**Testo fornito:**
Galeotta fu la Festa dell'Unità. Quella di Milano, in particolare, dove Giuliano Pisapia è stato fotografato in un peccaminoso (solo dal punto di vista politico, ovviamente) abbraccio con Maria Elena Boschi.
Un abbraccio che ora rischia di far saltare gli equilibri a sinistra del Pd, e rimette in forse la nascita di quel soggetto «progressista» ma «alternativo» al partito renziano di cui Pisapia dovrebbe essere il leader. Il bacio alla Boschi ha fatto imbufalire il partitino di Mdp, gli scissionisti dalemian-bersaniani: «Tradimento!», è il grido di dolore che si leva dalle file della sinistra anti-renziana. «Quella foto - geme Roberto Speranza - ha fatto storcere il naso a una grande parte del nostro mondo». E ha invece rassicurato il Pd, da cui ieri si è levato un coro di voci in difesa dell'ex sindaco di Milano, e di avance nei suoi confronti.
Al netto degli aspetti alquanto comici della faccenda, con le crisi di gelosia di D'Alema e Bersani e gli anatemi che corrono in rete contro Pisapia, reo di non aver rispettato lo Statuto non scritto di Mdp («morte a Renzi») e di aver addirittura detto che «mi sento a casa mia» ad una festa Pd, la partita è tutta politica. La scelta di essere presente alla festa milanese e la cordialità dimostrata verso la Boschi stanno a dimostrare che Pisapia ha intenzione di resistere ai diktat di D'Alema e Bersani, che vogliono la rottura di ogni rapporto con il fronte renziano.
E il Pd vede la possibilità di utilizzare questa divergenza di fondo per staccare Pisapia da D'Alema, indebolendo il progetto di Mdp, e aprire con lui una interlocuzione. Del resto, come spiegava giorni fa uno dei principali consiglieri politici dell'ex sindaco di Milano, Gad Lerner, «senza Giuliano, Bersani e D'Alema non fanno neppure il 3% necessario a rientrare in Parlamento». Insomma, l'immagine «cool» di Pisapia è indispensabile a Mdp per non sembrare quel che in verità è, ossia una rancorosa accolita di reduci ex Pci sconfitti da Renzi nel Pd. Per questo, pur mal sopportandolo, i dirigenti del partitino scissionista gli hanno finora riconosciuto la leadership dell'operazione che ha come scopo la formazione di una lista elettorale di sinistra. A patto, però, che Pisapia si attenga alle loro indicazioni politiche: per questo la presenza alla festa di Milano, gli appelli ad «unire» rivolti al Pd e la foto del bacio con la Boschi sono suonati come un pericoloso atto di insubordinazione. E gli sfoghi anti-Pisapia hanno toccato vette da processo staliniano: «Peggio dell'abbraccio alla Boschi sono la faccia e il sorriso di Pisapia: il body language di una politica da evitare», tuona ad esempio il politologo Gianfranco Pasquino, ex parlamentare Ds oggi con Mdp.

**L'esercizio:** Riassumi in due frasi il testo sull'abbraccio tra Pisapia e Boschi. Le voci non servono in alcun modo per svolgere questo compito.

**Voci fornite:**
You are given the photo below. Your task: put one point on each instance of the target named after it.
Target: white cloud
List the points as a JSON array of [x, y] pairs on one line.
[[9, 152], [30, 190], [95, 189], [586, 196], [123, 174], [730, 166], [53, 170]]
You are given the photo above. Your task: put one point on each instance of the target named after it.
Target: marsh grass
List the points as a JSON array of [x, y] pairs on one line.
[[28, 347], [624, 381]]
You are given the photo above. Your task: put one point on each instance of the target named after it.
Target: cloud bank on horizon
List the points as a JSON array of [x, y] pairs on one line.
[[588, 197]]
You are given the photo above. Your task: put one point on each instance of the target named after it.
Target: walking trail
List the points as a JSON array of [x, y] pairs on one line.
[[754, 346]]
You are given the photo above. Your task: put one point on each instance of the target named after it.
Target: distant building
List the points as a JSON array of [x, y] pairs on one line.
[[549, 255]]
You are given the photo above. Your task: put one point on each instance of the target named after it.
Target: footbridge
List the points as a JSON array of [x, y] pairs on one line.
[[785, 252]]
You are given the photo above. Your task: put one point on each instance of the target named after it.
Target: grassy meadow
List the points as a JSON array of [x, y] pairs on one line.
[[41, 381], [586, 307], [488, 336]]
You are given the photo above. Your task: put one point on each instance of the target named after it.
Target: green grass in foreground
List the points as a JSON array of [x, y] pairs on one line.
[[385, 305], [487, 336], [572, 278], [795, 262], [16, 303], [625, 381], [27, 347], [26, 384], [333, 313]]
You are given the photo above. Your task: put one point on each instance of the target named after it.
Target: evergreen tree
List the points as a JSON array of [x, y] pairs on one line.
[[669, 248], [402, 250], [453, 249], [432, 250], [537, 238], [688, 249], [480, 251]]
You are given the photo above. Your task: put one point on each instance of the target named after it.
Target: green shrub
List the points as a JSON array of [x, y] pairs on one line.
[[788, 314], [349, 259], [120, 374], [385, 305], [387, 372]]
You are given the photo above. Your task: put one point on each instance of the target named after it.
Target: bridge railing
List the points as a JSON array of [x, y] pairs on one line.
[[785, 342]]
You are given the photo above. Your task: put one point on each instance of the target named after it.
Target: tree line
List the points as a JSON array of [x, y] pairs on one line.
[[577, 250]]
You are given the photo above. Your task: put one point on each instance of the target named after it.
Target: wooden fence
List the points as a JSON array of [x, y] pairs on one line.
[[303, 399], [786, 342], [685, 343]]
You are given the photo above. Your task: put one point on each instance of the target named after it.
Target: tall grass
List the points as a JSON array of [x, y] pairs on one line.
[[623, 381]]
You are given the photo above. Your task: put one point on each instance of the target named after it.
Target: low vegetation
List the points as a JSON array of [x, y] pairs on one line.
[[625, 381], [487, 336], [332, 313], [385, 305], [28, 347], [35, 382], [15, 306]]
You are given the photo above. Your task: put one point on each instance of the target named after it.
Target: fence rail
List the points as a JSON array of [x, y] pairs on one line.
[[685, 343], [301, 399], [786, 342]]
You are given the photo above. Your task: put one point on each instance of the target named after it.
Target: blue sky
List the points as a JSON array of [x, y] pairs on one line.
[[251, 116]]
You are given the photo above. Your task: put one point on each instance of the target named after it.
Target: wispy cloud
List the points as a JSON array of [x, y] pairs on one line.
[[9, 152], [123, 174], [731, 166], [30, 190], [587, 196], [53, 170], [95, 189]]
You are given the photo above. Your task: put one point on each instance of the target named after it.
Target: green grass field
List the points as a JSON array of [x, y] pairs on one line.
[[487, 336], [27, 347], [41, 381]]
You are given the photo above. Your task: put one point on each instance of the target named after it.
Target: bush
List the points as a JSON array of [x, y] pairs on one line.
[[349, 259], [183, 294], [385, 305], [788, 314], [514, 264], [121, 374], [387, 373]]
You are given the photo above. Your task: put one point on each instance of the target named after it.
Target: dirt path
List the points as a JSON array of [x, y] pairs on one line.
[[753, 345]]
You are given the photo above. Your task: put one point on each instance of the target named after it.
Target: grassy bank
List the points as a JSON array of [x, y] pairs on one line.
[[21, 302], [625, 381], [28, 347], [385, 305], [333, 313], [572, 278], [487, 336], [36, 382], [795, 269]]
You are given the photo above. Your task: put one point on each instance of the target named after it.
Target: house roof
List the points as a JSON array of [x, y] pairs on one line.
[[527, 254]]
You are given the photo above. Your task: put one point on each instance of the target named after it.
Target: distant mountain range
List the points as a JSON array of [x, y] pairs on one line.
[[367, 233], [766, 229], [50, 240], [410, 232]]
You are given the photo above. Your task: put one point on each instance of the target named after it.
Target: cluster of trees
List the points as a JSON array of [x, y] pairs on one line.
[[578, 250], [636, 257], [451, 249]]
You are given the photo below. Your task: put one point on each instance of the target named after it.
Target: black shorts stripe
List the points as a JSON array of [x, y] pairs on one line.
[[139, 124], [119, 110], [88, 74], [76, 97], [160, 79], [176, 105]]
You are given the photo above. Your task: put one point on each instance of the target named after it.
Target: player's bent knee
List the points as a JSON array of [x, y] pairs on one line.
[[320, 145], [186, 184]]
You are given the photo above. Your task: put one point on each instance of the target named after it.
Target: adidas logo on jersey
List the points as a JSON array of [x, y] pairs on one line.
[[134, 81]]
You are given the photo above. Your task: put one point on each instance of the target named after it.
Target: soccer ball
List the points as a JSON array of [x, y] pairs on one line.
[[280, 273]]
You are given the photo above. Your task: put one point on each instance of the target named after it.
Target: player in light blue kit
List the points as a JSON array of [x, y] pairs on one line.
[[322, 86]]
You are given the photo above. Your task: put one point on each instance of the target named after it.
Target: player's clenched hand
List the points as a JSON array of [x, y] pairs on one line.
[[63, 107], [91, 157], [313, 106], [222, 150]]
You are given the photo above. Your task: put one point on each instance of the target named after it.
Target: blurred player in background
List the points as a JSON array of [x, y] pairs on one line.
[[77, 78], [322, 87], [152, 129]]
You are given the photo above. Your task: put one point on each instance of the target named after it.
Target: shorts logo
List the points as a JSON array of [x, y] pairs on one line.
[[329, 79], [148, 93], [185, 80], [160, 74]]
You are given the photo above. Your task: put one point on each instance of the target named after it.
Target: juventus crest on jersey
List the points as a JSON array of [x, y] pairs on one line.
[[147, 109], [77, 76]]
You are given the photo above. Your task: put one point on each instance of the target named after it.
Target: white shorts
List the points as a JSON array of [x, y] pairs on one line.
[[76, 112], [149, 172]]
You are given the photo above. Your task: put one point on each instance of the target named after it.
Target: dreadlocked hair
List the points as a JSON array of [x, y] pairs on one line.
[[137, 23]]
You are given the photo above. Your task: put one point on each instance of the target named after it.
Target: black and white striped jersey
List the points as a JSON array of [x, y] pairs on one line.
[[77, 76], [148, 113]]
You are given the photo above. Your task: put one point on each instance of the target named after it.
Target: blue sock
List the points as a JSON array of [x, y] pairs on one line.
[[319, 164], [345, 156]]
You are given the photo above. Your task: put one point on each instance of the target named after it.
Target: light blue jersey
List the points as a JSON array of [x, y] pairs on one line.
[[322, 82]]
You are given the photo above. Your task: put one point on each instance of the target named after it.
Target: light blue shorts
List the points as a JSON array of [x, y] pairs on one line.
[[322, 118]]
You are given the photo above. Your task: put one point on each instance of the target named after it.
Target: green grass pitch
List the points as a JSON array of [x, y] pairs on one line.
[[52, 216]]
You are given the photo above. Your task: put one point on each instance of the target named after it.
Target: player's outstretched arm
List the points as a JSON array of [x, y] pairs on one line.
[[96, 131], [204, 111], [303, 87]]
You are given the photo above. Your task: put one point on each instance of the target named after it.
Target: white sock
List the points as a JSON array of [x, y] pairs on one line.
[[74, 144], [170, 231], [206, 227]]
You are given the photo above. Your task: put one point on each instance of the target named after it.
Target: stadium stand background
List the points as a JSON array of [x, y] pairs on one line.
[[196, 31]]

**Risposta scritta:** Alla Festa dell'Unità di Milano Giuliano Pisapia è stato fotografato abbracciato a Maria Elena Boschi, un gesto che ha fatto gridare al tradimento Mdp e ha invece rassicurato il Pd. La sua presenza alla festa e la cordialità verso la Boschi mostrano che Pisapia intende resistere ai diktat di D'Alema e Bersani, mentre il Pd vede la possibilità di staccarlo da D'Alema e di aprire con lui un'interlocuzione.